== Segment start ==
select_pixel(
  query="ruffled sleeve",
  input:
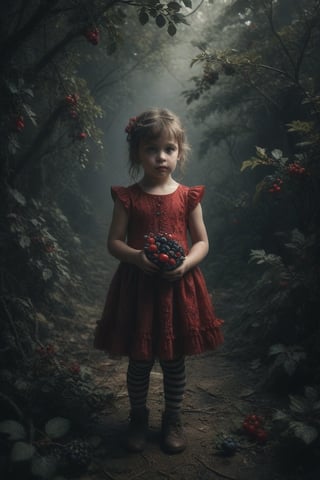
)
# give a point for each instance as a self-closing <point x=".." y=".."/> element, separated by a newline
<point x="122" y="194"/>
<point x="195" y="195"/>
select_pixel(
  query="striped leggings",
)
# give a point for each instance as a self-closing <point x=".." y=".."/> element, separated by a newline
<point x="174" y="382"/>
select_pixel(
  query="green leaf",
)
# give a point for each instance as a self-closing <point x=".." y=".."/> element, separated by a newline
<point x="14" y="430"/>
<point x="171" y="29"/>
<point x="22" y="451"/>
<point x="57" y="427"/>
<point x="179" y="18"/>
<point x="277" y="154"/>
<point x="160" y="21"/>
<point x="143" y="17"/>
== Segment end ==
== Segment start ==
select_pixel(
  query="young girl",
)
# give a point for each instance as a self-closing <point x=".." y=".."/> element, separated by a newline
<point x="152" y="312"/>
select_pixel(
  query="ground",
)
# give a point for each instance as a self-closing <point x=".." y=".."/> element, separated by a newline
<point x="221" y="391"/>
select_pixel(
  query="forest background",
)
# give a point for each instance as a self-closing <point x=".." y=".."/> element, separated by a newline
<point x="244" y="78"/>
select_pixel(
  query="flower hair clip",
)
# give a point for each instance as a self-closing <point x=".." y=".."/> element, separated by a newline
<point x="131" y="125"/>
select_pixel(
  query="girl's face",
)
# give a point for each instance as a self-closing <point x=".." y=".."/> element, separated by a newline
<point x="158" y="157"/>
== Segment end ==
== Segment start ==
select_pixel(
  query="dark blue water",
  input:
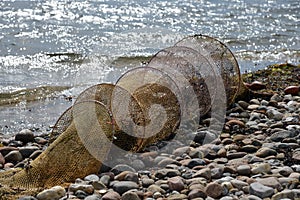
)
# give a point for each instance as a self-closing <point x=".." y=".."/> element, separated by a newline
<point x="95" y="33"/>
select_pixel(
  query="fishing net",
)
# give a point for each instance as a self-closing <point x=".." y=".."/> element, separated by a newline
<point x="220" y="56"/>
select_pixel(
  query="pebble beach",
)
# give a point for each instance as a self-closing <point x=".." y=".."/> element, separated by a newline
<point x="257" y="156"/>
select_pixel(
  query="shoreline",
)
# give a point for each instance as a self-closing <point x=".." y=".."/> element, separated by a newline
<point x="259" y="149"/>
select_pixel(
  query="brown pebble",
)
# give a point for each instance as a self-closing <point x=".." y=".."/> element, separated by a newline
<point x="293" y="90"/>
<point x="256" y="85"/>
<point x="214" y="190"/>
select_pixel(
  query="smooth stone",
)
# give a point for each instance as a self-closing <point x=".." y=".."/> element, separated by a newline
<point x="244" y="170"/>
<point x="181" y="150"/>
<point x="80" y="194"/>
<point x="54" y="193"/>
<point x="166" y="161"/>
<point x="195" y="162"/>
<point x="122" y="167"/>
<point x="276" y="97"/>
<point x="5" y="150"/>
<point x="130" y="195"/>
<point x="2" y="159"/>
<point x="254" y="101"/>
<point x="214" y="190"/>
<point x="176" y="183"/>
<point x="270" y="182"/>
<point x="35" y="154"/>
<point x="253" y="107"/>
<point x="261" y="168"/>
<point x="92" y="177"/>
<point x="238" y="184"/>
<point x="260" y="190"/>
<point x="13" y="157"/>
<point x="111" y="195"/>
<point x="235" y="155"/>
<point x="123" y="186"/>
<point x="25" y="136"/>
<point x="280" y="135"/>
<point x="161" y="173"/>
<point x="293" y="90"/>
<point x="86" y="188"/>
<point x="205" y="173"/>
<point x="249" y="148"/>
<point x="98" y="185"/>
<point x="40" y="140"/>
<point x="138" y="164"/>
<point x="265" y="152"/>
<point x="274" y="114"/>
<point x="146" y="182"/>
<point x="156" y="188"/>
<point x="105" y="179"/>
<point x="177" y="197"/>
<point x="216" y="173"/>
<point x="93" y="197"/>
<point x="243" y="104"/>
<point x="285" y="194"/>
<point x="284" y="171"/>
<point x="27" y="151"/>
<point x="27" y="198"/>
== Segment end ==
- _Goal of the exercise_
Among the lines above, find those with the word "pebble". Copy them.

- _Response to this exercise_
  query="pebble beach",
  query="brown pebble",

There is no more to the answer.